__Tugas Wajib__
Salinlah tanpa perubahan bagian kutipan sumber di bawah yang dibuka dengan kata-kata yang memuat "Sahabat, dua puluh" dan ditutup dengan "de la Croix.".

__Kutipan Sumber__
# # #
Aduh, sahabat, bagaimana gerangan wajah bangsamu yang mengibakan sekarang ini pada dua puluh tahun mendatang ? Pada suatu kali kelak kami akan pulang ke Nederland. aku akan bergerak di lapangan politik, Minke. Cuma sayang sekali Nederland belum membenarkan seorang wanita jadi anggota Tweede Kamer*. Aku punya impian, sahabat, sekiranya kelak sudah tidak demikian lagi, dan aku menjadi Yang Terhormat Anggota Tweede Kamer, aku akan banyak bicara tentang negeri dan bangsamu. Kalau aku datang ke Jawa pertama-tama akan kudengarkan kembali gamelanmu, gamelan yang indah dalam kesatuan bunyi tiada duanya itu. Kalau temanya tetap saja, suatu dambaan tanpa usaha itu, berarti belum ada Messias datang atau dilahirkan. Artinya juga: kau belum muncul jadi gung, atau memang tiada seorang Jawa pun akan muncul, hanya akan tenggelam terus dalam curahan nada-nada ulangan dan lingkaran setan. Kalau ada terjadi perubahan, aku akan cari kau, khusus untuk mengulurkan tangan hormat padamu.
Sahabat, dua puluh tahun! itu terlalu amat lama dalam jaman yang menderap berlumba ini, juga cukup panjang biar pun dilihat dari hidup seseorang. Nah, sahabatku Minke, inilah surat pertama yang kau terima dari sahabatmu yang tulus dan berpengharapan baik
Miriam de la Croix.
pertanyaan penutup dari saya : siapa mau turut jadi "gung-gung" selanjutnya?
ini adalah isi surat dari Miriam de La Croix untuk Minke.
Tulisnya:
Sahabat,
Tentu kau sudah sampai di Surabaya dengan selamat. Kunantikan beritamu tapi tak juga kunjung tiba. Jadi aku yang mengalah.
Jangan kau heran, Papa mempunyai perhatian besar terhadapmu. Sampai dua kali ia bertanya, ada atau belum surat dari kau. Papa ingin sekali mengetahui kemajuanmu. Sungguh ia terkesan oleh sikapmu. Kau, katanya, orang Jawa dari jenis lain, terbuat dari bahan lain, seorang pemula dan pembaru sekaligus.
Dengan senanghati aku tulis surat ini, malah merasa mendapat kehormatan dapat menyampaikan pendapat Papa. Mir, Sarah, katanya lagi pada kami, begitu kiranya wajah Jawa nanti yang terasuki peradaban kita, tidak lagi melata seperti cacing kena matari. Maaf, Minke, kalau Papa menggunakan perbandingan sekasar itu. Ia tidak bermaksud menghina. Kau tak marah, bukan ? Jangan, jangan marah, sahabat. Tak ada pikiran jahat pada Papa mau pun kami berdua terhadap Pribumi apalagi terhadap pribadimu.
# # #
__Catatan Hasil Ekstraksi__
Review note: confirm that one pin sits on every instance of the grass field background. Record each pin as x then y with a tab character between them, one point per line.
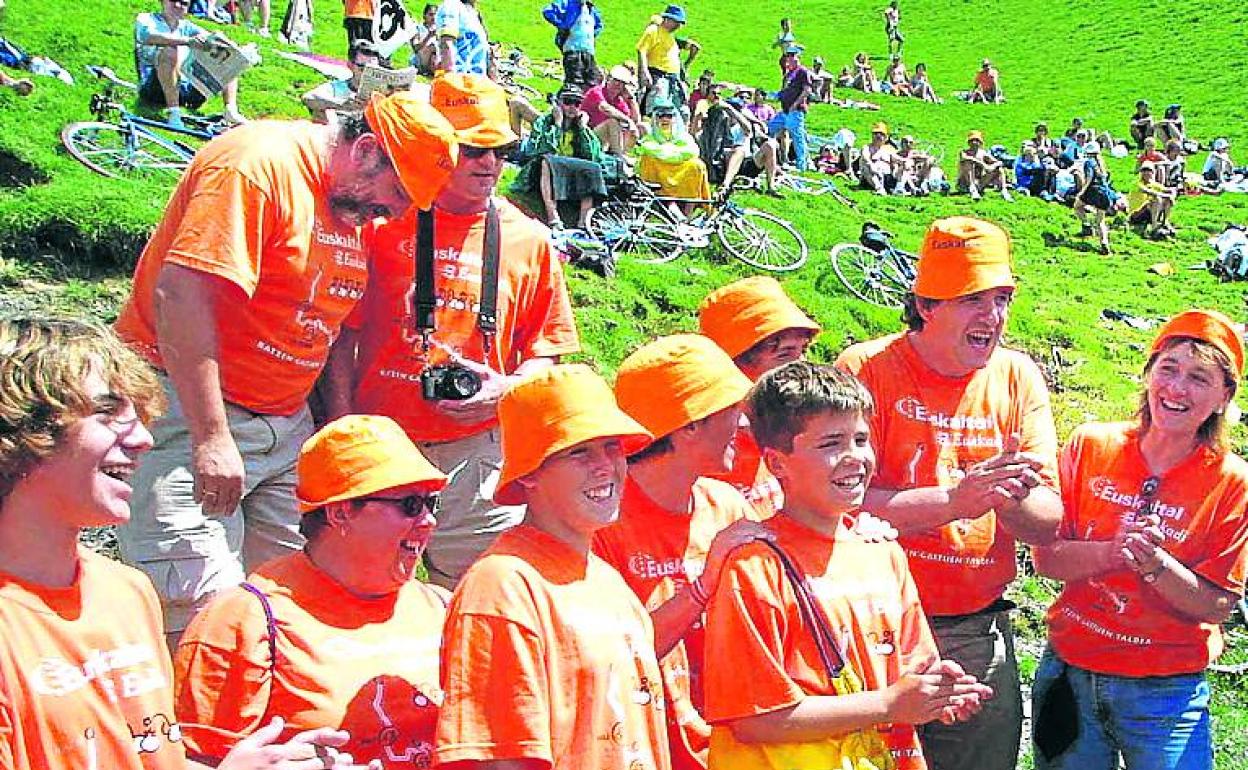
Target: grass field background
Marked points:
# # #
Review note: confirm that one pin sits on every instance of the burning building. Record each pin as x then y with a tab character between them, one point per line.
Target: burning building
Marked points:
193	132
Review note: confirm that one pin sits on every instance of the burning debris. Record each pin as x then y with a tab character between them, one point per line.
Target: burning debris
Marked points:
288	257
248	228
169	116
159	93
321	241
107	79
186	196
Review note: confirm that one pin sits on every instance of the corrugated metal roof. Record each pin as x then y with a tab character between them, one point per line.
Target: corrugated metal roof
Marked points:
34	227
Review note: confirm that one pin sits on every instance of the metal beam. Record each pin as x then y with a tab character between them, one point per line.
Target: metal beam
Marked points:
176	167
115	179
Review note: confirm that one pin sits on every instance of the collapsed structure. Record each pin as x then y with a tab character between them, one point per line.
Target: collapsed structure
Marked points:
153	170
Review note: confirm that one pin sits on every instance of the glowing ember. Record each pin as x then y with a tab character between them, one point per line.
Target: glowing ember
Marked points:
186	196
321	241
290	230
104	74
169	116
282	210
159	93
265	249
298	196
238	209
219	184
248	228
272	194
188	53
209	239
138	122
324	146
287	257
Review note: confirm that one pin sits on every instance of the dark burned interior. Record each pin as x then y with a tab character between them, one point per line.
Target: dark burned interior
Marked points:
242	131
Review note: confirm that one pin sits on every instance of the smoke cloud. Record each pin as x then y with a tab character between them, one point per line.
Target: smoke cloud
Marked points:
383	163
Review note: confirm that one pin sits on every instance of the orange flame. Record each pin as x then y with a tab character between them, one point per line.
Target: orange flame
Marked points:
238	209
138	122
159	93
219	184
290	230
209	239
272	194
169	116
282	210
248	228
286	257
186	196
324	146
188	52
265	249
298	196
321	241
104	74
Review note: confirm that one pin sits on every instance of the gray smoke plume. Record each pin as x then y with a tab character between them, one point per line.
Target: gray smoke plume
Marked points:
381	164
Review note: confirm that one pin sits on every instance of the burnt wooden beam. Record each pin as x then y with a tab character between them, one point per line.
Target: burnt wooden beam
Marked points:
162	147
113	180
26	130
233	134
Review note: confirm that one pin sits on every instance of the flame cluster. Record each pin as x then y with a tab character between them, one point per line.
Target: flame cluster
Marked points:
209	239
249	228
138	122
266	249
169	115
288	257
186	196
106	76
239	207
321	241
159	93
# # #
__Jawaban Latihan__
Sahabat, dua puluh tahun! itu terlalu amat lama dalam jaman yang menderap berlumba ini, juga cukup panjang biar pun dilihat dari hidup seseorang. Nah, sahabatku Minke, inilah surat pertama yang kau terima dari sahabatmu yang tulus dan berpengharapan baik
Miriam de la Croix.